▸ **DIRECTIONS**
Each line at or after the one containing "head in the photo above." should be transcribed exactly, up to and including the final line of the data.

*** Begin section ***

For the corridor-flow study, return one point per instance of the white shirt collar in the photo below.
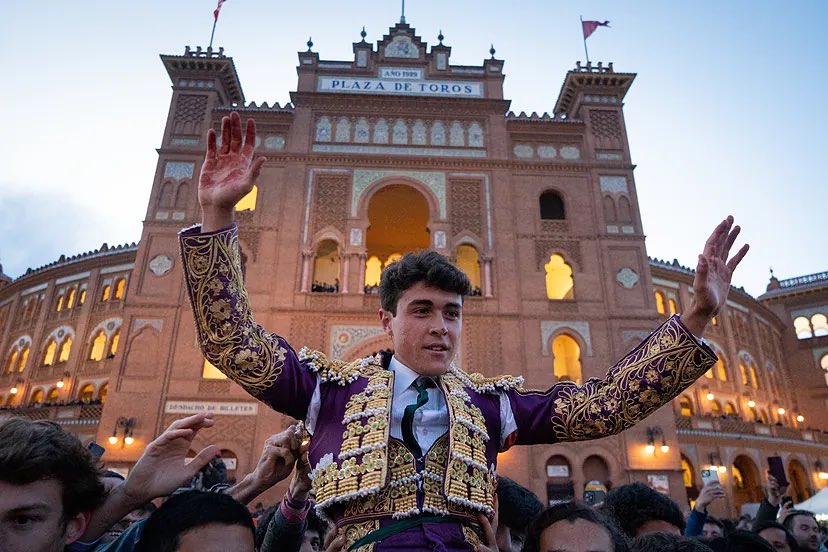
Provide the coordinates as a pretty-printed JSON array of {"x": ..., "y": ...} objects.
[{"x": 403, "y": 375}]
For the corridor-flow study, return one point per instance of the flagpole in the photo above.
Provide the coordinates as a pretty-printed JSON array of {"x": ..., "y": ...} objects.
[{"x": 213, "y": 33}]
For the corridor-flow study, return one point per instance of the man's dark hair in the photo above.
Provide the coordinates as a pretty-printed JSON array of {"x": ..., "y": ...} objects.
[
  {"x": 635, "y": 504},
  {"x": 788, "y": 522},
  {"x": 569, "y": 512},
  {"x": 762, "y": 525},
  {"x": 35, "y": 450},
  {"x": 663, "y": 542},
  {"x": 741, "y": 541},
  {"x": 517, "y": 506},
  {"x": 189, "y": 510},
  {"x": 429, "y": 267}
]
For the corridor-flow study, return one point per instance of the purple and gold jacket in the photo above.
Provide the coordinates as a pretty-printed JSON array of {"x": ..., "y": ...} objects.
[{"x": 364, "y": 479}]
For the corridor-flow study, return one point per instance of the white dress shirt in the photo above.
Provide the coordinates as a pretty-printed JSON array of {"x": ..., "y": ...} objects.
[{"x": 430, "y": 420}]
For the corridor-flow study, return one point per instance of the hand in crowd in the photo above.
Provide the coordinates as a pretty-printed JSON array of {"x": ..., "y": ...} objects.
[
  {"x": 775, "y": 491},
  {"x": 711, "y": 491}
]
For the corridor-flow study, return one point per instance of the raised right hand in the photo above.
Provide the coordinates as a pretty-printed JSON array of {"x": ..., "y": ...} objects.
[{"x": 228, "y": 174}]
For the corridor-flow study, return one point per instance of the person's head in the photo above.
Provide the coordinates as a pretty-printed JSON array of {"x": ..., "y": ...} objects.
[
  {"x": 640, "y": 510},
  {"x": 740, "y": 541},
  {"x": 49, "y": 484},
  {"x": 198, "y": 521},
  {"x": 803, "y": 526},
  {"x": 713, "y": 528},
  {"x": 421, "y": 299},
  {"x": 575, "y": 527},
  {"x": 662, "y": 542},
  {"x": 517, "y": 506},
  {"x": 314, "y": 533},
  {"x": 777, "y": 536}
]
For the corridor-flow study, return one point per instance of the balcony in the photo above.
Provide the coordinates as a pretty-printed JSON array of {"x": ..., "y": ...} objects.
[{"x": 727, "y": 427}]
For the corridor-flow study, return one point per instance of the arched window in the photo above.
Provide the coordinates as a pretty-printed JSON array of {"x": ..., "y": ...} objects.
[
  {"x": 65, "y": 349},
  {"x": 326, "y": 267},
  {"x": 24, "y": 357},
  {"x": 551, "y": 206},
  {"x": 469, "y": 262},
  {"x": 566, "y": 356},
  {"x": 113, "y": 343},
  {"x": 86, "y": 393},
  {"x": 11, "y": 361},
  {"x": 208, "y": 371},
  {"x": 661, "y": 305},
  {"x": 53, "y": 396},
  {"x": 248, "y": 202},
  {"x": 98, "y": 346},
  {"x": 686, "y": 405},
  {"x": 37, "y": 397},
  {"x": 49, "y": 352},
  {"x": 802, "y": 328},
  {"x": 70, "y": 298},
  {"x": 820, "y": 324},
  {"x": 559, "y": 282},
  {"x": 120, "y": 288}
]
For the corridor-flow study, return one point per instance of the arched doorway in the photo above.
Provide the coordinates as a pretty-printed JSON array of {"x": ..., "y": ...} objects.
[
  {"x": 559, "y": 486},
  {"x": 746, "y": 483},
  {"x": 799, "y": 489},
  {"x": 398, "y": 217}
]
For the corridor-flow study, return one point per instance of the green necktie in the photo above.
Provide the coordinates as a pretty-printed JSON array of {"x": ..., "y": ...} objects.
[{"x": 421, "y": 385}]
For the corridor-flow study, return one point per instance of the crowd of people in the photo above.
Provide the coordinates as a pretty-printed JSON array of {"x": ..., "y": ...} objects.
[{"x": 54, "y": 496}]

*** End section ***

▸ **FINISHED TASK**
For the corridor-flow study, return one point per instance of the person's head in the photo above.
Provide the coordinates as a pretty-printed JSON array of {"x": ..., "y": ...} objects.
[
  {"x": 640, "y": 510},
  {"x": 740, "y": 541},
  {"x": 49, "y": 484},
  {"x": 198, "y": 521},
  {"x": 803, "y": 526},
  {"x": 713, "y": 528},
  {"x": 421, "y": 299},
  {"x": 575, "y": 527},
  {"x": 662, "y": 542},
  {"x": 517, "y": 506},
  {"x": 314, "y": 533},
  {"x": 777, "y": 536}
]
For the corridor-flow study, return one point per instance of the balcony in the photo above.
Provide the coordinates as a pretty-printed JSON array of {"x": ..., "y": ...} objects.
[{"x": 727, "y": 427}]
For the corridor-flow study, return one point per instance of the arched window in the photo above.
Provide the coordinates as a pretty-printed JSON array of {"x": ..., "y": ...} objects.
[
  {"x": 65, "y": 349},
  {"x": 326, "y": 267},
  {"x": 24, "y": 357},
  {"x": 551, "y": 206},
  {"x": 469, "y": 262},
  {"x": 566, "y": 356},
  {"x": 113, "y": 343},
  {"x": 86, "y": 393},
  {"x": 11, "y": 361},
  {"x": 208, "y": 371},
  {"x": 661, "y": 305},
  {"x": 53, "y": 396},
  {"x": 248, "y": 202},
  {"x": 98, "y": 346},
  {"x": 686, "y": 405},
  {"x": 37, "y": 397},
  {"x": 49, "y": 352},
  {"x": 802, "y": 328},
  {"x": 70, "y": 298},
  {"x": 820, "y": 324},
  {"x": 559, "y": 282},
  {"x": 120, "y": 288}
]
For the corridor-flow study, return one point per instance of the arched doorway in the photo above.
Provide the coordinates as a pretty-printed JSON array of {"x": ..., "y": ...} objects.
[
  {"x": 559, "y": 486},
  {"x": 746, "y": 483},
  {"x": 799, "y": 489},
  {"x": 398, "y": 217}
]
For the corridor-flow study, return one point per instance of the green necktie in the photo above.
Provide the coordinates as a pretty-printed JSON array of {"x": ..., "y": ...} objects.
[{"x": 421, "y": 385}]
For the corridor-flow study, return one point per instance of the crowd of people in the photo above.
Provide the coordinates as a pretty-printed JSON array of {"x": ..., "y": ...} objects.
[{"x": 54, "y": 496}]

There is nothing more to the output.